_Directions for this task_
Each line below must be set down exactly; omit any image you find.

===

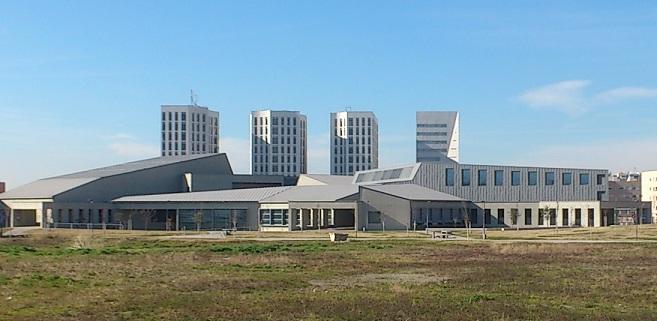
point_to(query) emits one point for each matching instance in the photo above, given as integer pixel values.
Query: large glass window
(584, 179)
(465, 177)
(482, 179)
(567, 178)
(515, 178)
(532, 178)
(373, 217)
(549, 178)
(449, 176)
(499, 177)
(528, 216)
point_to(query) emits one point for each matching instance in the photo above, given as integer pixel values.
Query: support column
(177, 220)
(292, 219)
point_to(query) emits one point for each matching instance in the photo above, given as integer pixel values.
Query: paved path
(19, 231)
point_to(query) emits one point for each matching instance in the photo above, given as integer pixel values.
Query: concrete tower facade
(437, 136)
(279, 144)
(354, 142)
(189, 130)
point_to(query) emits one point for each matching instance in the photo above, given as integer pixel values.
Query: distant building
(278, 143)
(189, 130)
(354, 142)
(437, 136)
(625, 176)
(649, 190)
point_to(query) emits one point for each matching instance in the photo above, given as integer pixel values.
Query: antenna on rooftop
(193, 97)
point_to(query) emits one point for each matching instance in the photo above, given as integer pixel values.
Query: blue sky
(556, 83)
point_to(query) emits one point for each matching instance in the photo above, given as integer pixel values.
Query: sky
(558, 83)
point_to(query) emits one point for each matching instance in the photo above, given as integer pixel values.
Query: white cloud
(237, 150)
(566, 96)
(615, 155)
(570, 96)
(134, 149)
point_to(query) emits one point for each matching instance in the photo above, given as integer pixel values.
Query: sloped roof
(318, 193)
(413, 192)
(45, 188)
(232, 195)
(134, 166)
(324, 179)
(49, 187)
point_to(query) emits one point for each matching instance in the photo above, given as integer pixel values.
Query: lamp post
(483, 222)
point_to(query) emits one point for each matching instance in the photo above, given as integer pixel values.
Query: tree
(198, 219)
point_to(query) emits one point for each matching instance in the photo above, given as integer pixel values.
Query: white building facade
(354, 142)
(279, 144)
(189, 130)
(437, 136)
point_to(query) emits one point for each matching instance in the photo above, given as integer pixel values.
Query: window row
(515, 177)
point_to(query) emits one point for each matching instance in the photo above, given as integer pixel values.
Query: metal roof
(49, 187)
(387, 175)
(317, 193)
(413, 192)
(232, 195)
(45, 188)
(135, 166)
(324, 179)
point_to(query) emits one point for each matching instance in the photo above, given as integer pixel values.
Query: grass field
(140, 276)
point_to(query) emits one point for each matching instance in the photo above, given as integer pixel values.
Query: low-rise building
(649, 190)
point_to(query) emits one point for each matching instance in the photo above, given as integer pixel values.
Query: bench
(441, 234)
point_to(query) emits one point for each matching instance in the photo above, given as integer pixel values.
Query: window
(482, 177)
(465, 177)
(473, 216)
(591, 217)
(528, 216)
(373, 217)
(449, 176)
(499, 178)
(515, 178)
(564, 217)
(601, 195)
(567, 178)
(532, 178)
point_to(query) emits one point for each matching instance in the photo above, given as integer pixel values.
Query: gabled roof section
(49, 187)
(318, 193)
(45, 188)
(414, 192)
(135, 166)
(387, 175)
(324, 179)
(233, 195)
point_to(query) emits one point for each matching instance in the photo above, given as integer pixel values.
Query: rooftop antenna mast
(193, 98)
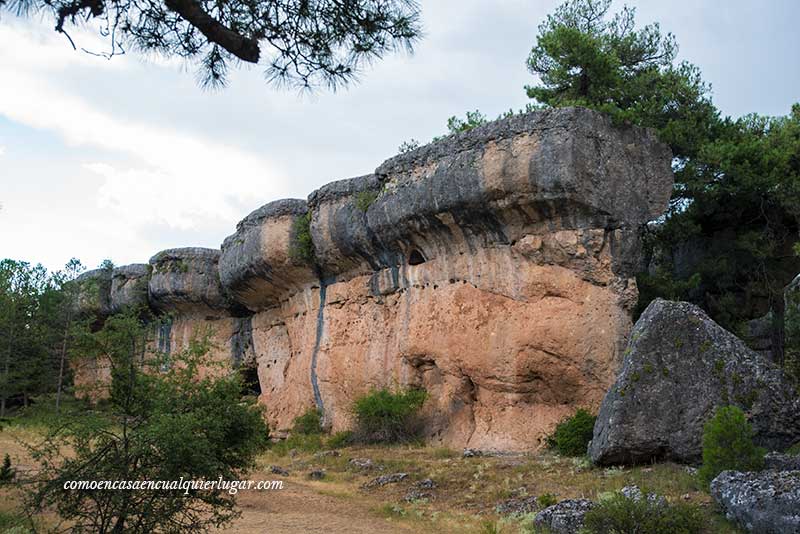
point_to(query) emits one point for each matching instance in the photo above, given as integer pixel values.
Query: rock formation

===

_Output_
point_to(query) emits one point for each matching instance in the photo above, given as integer pixel values.
Query: large glass window
(584, 179)
(465, 177)
(482, 179)
(567, 178)
(515, 178)
(532, 178)
(373, 217)
(549, 178)
(449, 176)
(499, 177)
(528, 216)
point_to(query) emits one point for each matching instance in the photo above, given as integer pixel values.
Query: support column
(177, 220)
(292, 219)
point_to(query) emits one point for each matching instance in the photo above, given as integer pixel values.
Query: paved path
(19, 231)
point_to(query) emits one point for each matching instance in the photo above, given as integer pixel values.
Query: concrete tower facade
(437, 136)
(279, 144)
(354, 142)
(189, 130)
point_to(query) emits one point for each matching instance in the photo above, given as integer pixel values.
Query: distant building
(278, 143)
(189, 130)
(354, 142)
(437, 136)
(625, 176)
(649, 190)
point_to(query) emits one point for each matching instance in the photo above, given as integer pixel values.
Query: antenna on rooftop
(193, 97)
point_to(query) emits one point for each matching instance in the photo above, given as integer pixel values.
Query: blue sky
(556, 83)
point_to(query) emits one point for each matching instance in the photo above, given as integer pixel values.
Query: sky
(558, 83)
point_to(query) emits one point for each matching instance in the photo above, given as integer pixel values.
Query: white cloud
(237, 150)
(566, 96)
(615, 155)
(570, 96)
(134, 149)
point_to(query) emits one point for each matching instance in the photo above, given as integer pixel values.
Query: sloped roof
(318, 193)
(413, 192)
(45, 188)
(232, 195)
(134, 166)
(324, 179)
(49, 187)
point_to(query) emits one point for each matching instance in the photo above, given as integer pixel values.
Query: lamp post
(483, 222)
point_to(query) emits one point for each matching instance in the photo above, given as integer pixel values.
Query: tree
(198, 219)
point_to(query) emits one point for each matching instance in the photo above, given as integer pixel values.
Query: white building facade
(354, 142)
(279, 144)
(189, 130)
(437, 136)
point_to(query) emits one point for each matching instance in the photo above, given as integer pixel values.
Query: window row
(515, 177)
point_to(query) emits one point for each matching instance in the photo above, given as integer pixel values.
Query: metal roof
(49, 187)
(387, 175)
(317, 193)
(413, 192)
(232, 195)
(45, 188)
(135, 166)
(324, 179)
point_to(query) emits one point for each matching instance in the photo above, given as integer pixel values.
Query: grass field
(140, 276)
point_to(query) emits one point for each matching instance in the photo above, given as integer pixel values.
Query: low-rise building
(649, 190)
point_to(query) emits one point for each matching instance in the photo above, given as integer pixel values.
Query: bench
(441, 234)
point_to(query) emits one point for each matching instance in the photo above, given as integer pixel values.
Query: window
(482, 177)
(465, 177)
(473, 216)
(591, 217)
(528, 216)
(373, 217)
(449, 176)
(499, 178)
(515, 178)
(564, 217)
(601, 195)
(567, 178)
(532, 178)
point_to(query) emits one point for each matching instance in the photo above, given as integer pixel values.
Query: gabled roof section
(49, 187)
(318, 193)
(45, 188)
(414, 192)
(135, 166)
(387, 175)
(324, 179)
(233, 195)
point_to(query) emits one point for each matching instance in the photo above, given as integer pixel values.
Query: rooftop antenna mast
(193, 98)
point_to(query) emits one point for each matching instance in the photo above, given as integer pixel values.
Query: rock formation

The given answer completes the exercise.